-------- THE RECORDS

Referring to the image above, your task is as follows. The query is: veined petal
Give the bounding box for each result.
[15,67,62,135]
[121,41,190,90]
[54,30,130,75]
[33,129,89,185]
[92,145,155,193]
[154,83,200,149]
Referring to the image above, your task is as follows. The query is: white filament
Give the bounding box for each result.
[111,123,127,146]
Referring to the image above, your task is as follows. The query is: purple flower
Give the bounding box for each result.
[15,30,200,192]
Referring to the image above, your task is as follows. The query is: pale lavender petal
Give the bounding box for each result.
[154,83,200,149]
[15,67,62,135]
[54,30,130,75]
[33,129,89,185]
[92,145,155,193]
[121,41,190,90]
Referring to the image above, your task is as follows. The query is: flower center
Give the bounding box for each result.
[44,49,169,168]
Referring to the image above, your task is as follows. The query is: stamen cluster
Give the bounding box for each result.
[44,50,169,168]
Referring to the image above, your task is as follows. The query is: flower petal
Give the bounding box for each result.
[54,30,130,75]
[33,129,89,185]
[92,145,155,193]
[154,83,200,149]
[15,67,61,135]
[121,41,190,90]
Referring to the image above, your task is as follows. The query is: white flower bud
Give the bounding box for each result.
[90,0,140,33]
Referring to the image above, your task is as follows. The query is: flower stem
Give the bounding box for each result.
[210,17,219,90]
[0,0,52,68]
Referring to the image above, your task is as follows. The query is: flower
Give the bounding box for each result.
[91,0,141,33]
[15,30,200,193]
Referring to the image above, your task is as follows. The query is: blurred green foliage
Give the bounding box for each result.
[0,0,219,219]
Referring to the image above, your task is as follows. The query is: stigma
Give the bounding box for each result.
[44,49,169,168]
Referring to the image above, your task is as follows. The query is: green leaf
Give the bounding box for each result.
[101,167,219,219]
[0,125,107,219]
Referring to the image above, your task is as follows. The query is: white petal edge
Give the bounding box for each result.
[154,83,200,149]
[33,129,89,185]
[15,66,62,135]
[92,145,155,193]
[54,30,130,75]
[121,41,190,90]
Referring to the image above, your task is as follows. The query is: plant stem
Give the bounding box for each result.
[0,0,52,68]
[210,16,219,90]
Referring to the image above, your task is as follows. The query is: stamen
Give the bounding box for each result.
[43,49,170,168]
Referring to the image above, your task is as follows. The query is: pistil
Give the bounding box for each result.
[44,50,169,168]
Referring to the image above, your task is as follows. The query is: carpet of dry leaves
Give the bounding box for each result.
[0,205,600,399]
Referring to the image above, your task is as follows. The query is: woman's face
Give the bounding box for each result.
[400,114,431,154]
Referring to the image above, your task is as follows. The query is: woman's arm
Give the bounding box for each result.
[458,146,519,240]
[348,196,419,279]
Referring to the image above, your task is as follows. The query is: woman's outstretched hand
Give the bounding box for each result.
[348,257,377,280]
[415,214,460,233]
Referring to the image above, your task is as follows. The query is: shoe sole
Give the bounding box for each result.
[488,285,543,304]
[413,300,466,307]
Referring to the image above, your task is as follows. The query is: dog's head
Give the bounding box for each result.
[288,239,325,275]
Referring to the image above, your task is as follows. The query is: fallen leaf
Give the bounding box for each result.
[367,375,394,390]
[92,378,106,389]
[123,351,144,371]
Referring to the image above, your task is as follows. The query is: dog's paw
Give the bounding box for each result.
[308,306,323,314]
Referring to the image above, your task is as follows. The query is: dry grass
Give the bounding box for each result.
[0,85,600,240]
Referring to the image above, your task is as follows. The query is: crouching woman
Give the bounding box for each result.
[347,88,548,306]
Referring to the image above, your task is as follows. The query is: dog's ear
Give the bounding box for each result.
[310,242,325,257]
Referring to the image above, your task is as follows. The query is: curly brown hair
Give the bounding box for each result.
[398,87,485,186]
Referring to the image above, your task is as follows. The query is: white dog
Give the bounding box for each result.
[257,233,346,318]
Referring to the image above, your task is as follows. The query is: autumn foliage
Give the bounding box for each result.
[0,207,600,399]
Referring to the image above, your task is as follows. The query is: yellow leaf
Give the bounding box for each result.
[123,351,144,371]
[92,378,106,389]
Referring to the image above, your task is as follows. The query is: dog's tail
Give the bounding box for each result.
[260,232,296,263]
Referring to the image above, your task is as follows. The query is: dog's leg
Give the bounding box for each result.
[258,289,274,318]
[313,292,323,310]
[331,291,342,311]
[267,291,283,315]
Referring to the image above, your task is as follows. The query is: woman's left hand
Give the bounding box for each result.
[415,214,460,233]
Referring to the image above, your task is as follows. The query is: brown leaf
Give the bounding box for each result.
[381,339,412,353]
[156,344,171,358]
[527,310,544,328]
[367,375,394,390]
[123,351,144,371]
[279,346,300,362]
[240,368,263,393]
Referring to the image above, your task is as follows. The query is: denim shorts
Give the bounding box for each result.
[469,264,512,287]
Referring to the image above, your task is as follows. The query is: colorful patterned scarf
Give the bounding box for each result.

----------------

TASK TO COMPLETE. Can you reproduce every one of the items above word for word?

IN RESPONSE.
Referring to the image above, your task is as follows. The query is: veined petal
Give the bounding box for each result.
[15,67,62,135]
[121,41,190,90]
[54,30,130,75]
[33,129,89,185]
[92,145,155,193]
[154,83,200,149]
Referring to the image above, your task is as follows. The query is: white filament
Give the bounding box for each result.
[111,123,127,146]
Referring to the image above, your task is as follows. The query is: purple flower
Give the bounding box for each result.
[15,30,200,192]
Referring to the image above, your task is as follows. The query is: pale lavender petal
Give the bounding box for each result.
[154,83,200,149]
[15,67,62,135]
[54,30,130,75]
[33,129,89,185]
[92,145,155,193]
[121,41,190,90]
Referring to the image above, your task is as follows. The query is: flower center
Give the bounding box for each result.
[44,49,169,168]
Referring to the image above, your task is as follows. The query is: stamen cluster
Give the bounding box for each result.
[44,50,169,168]
Referring to the image above, your task is as follows. The query is: flower petal
Give the bounding box for each result.
[54,30,130,75]
[33,129,89,185]
[92,145,155,193]
[154,83,200,149]
[15,67,61,135]
[121,41,190,90]
Referring to the image above, your task is as follows. The query is: white flower bud
Give the bounding box for each result.
[90,0,140,33]
Referring to the image above, your task is as follows. The query is: flower stem
Give the bounding box for each result.
[210,17,219,90]
[0,0,52,68]
Referring to the image above, your task is as follows. The query is: flower
Give the bounding box for each result.
[91,0,141,33]
[15,30,200,193]
Referring to the image above, your task is as follows. The query is: blurred green foliage
Give the bounding box for each result.
[0,0,219,219]
Referring to the image above, your task is as follows. The query is: stigma
Give the bounding box for each result.
[44,49,169,168]
Referring to the image above, your task is as follows. The query is: green leaf
Give the bounding box for each result.
[101,167,219,219]
[0,125,107,219]
Referring to the image above, your task is as follows. The query is: white petal edge
Give the bounding box for each result.
[154,83,200,149]
[33,129,89,185]
[15,66,62,135]
[92,145,155,193]
[54,30,130,75]
[121,41,190,90]
Referring to the image above, your task is as follows. The query is: plant stem
Give the bounding box for each result.
[0,0,52,68]
[210,16,219,90]
Referring to the image above, your task is as follows. The query is: stamen
Give the bounding box for each result.
[43,49,170,168]
Referring to the image above, your task is as follows. The query is: pistil
Give the bounding box for each result.
[44,50,169,168]
Referring to the image above, your task is as follows. The query is: carpet of dry leaves
Give the bounding box for each result.
[0,205,600,399]
Referring to the image above, your task is as follows. The query is: woman's face
Give the bounding box for each result.
[400,114,431,154]
Referring to the image above, your task is as follows. The query is: woman's arm
Give the bounding box for each result.
[458,146,519,240]
[348,196,419,279]
Referring to the image above, your task is as follows. The query is: woman's outstretched hand
Give the bounding box for each result.
[348,257,377,280]
[415,214,460,233]
Referring to the image above, your task is as follows. The query is: shoe sole
Give the bounding box for each result.
[488,285,543,304]
[413,300,466,307]
Referring to the image above, your task is as follows. The query is: dog's head
Give the bounding box for each result.
[288,239,325,275]
Referring to the image above, your task is as follows. The query is: fallen leaf
Give the bounding box for each result.
[367,375,394,390]
[92,378,106,389]
[123,351,144,371]
Referring to the image above, your task is as follows. The query is: dog's paw
Give the bounding box for each result.
[308,306,323,314]
Referring to the image above, your task is as follows. The query is: dry grass
Give the bounding box for each result.
[0,85,600,240]
Referring to the image above, your task is as follows. The query is: crouching woman
Give the bounding box for each result.
[347,88,548,306]
Referring to the image above, your task is as follows. The query is: dog's ear
Give the bounding box for each result.
[310,242,325,257]
Referring to the image above, your task is as follows. The query is: curly brown hair
Give the bounding box for each result.
[398,87,485,186]
Referring to the image above, your task is as follows. The query is: white dog
Give the bounding box for each result.
[257,233,346,318]
Referring to the image above, your task is as follows. The query is: autumn foliage
Give the bounding box for each result.
[0,207,600,399]
Referring to the image above, your task is as follows. The query is: yellow leaf
Give the bounding box for each result.
[123,351,144,371]
[92,378,106,389]
Referring to the image above, your task is as follows. The query is: dog's tail
Give the bounding box for each result.
[260,232,296,263]
Referring to the image above, your task is as follows. The query is: dog's leg
Give the bounding box for each result.
[258,289,274,318]
[313,292,323,310]
[331,291,342,311]
[267,291,283,315]
Referring to the image above, your task is as follows. The query is: woman's left hand
Give the bounding box for each result.
[415,214,460,233]
Referring to the image above, your task is as follows. The query is: brown leaf
Give the bounding box for each result.
[381,339,412,353]
[156,344,171,358]
[527,310,544,328]
[367,375,394,390]
[123,351,144,371]
[279,346,300,362]
[240,368,263,393]
Referring to the image above, your task is as follows. The query is: denim shorts
Give the bounding box for each result.
[469,264,512,287]
Referring to the image above, your task is as follows. The query is: colorful patterned scarf
Give the bounding box for each result.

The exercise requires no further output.